原文資料 ▸
+ + + + + + +

実施例及び比較例に製作したプレートの側面にAgペースト(株式会社徳力化学製、シルベストP−248)を塗布し、1時間乾燥した後、恒温恒湿槽にて、温度23℃、湿度50%、24時間で乾燥を行う。DC電源7651(横河電機株式会社製)を定電圧モード(v=10V、単位はV)に設定し、マルチメータ7555(横河電機株式会社製)をDCモードに設定し、その読み取り電流値(I:単位はA)をする。プレートの体積抵抗(Rv)は次式より算出できる。または、式中に、W(単位はcm)はプレートの幅、L(単位はcm)はプレートの長、t(単位はcm)はプレートの厚み。
体積抵抗Rv=(V/I)×(W/ L)×t (Ωcm)
【0102】
(表面抵抗の測定)
実施例及び比較例に製作したプレートは、恒温恒湿槽にて温度23℃、湿度50%、24時間で乾燥を行う。プレートの表面抵抗はJISK7194準拠よりロレスタGPとハイレスタUP(三菱化学株式会社製、MCP−T610型とMCP−HT450型)により測定した。
【0103】
成型プレートの導電性評価の結果を表1及び図8に示す。
実施例1−1から実施例1−5を比較すると、混練時間や温度条件によって導電性に大きな差がでた。実施例1の混練時間が1分までが最大の導電性を示し、それ以上の混練をすると導電性が低下する傾向がみられた。
【0104】
【表1】
【0105】
実施例1−1、1−2、1−5で調製した微細炭素繊維の樹脂中の添加量が1.5質量%のプレートからミクロトームで厚み約10μmの切片を製作し、光学顕微鏡で観察した(図9、図10、図11)。図で黒部分は微細炭素繊維が高濃度に存在する樹脂相であり、白い部分は母材樹脂由来の樹脂相である。図9、図10では微細炭素繊維が高濃度に存在する樹脂相が確認できるが、図11では微細炭素繊維が高濃度に存在する樹脂相が確認できない。
【0106】
成型したプレートの電気抵抗の測定及び光学顕微鏡写真のデータから推察すると、導電性の高い樹脂を製造するためには、微細炭素繊維含有樹脂相による連続的な導電性経路が保持される程度の適度な混練が必要である。導電性経路を保持する程度に混練した成型体は、マスターペレットを製造する工程なしで成型体と比較し、高い導電性を示すことが確認できた。

+ + + + + + +

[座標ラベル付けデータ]
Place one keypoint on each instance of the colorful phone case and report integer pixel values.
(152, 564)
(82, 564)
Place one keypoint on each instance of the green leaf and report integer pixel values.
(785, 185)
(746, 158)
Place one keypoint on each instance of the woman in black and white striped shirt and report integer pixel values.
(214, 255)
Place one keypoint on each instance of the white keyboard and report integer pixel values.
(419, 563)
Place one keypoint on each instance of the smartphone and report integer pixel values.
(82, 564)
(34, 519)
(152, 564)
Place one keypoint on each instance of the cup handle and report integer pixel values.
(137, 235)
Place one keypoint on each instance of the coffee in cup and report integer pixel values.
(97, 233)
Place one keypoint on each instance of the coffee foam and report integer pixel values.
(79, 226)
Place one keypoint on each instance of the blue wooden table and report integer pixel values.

+ + + + + + +

作業内容 ▸
**a)** 本文について、次の問いに答えてください。
(i) 体積抵抗の測定で、DC電源を定電圧モードに設定した際の電圧はいくつですか。
(ii) プレートの表面抵抗は、どの規格に準拠して測定されましたか。
(iii) ミクロトームで製作した切片の厚みは約何μmですか。
**b)** 本文のうち、「実施例1−1から実施例1−5」から始まり「電性を示すことが確認できた。」で終わる部分を、一字一句変えずに出力してください。
回答の根拠は本文だけに限ってください。

課題別回答 ▸
**a)**
(i) 10V
(ii) JISK7194
(iii) 約10μm

**b)**
実施例1−1から実施例1−5を比較すると、混練時間や温度条件によって導電性に大きな差がでた。実施例1の混練時間が1分までが最大の導電性を示し、それ以上の混練をすると導電性が低下する傾向がみられた。
【0104】
【表1】
【0105】
実施例1−1、1−2、1−5で調製した微細炭素繊維の樹脂中の添加量が1.5質量%のプレートからミクロトームで厚み約10μmの切片を製作し、光学顕微鏡で観察した(図9、図10、図11)。図で黒部分は微細炭素繊維が高濃度に存在する樹脂相であり、白い部分は母材樹脂由来の樹脂相である。図9、図10では微細炭素繊維が高濃度に存在する樹脂相が確認できるが、図11では微細炭素繊維が高濃度に存在する樹脂相が確認できない。
【0106】
成型したプレートの電気抵抗の測定及び光学顕微鏡写真のデータから推察すると、導電性の高い樹脂を製造するためには、微細炭素繊維含有樹脂相による連続的な導電性経路が保持される程度の適度な混練が必要である。導電性経路を保持する程度に混練した成型体は、マスターペレットを製造する工程なしで成型体と比較し、高い導電性を示すことが確認できた。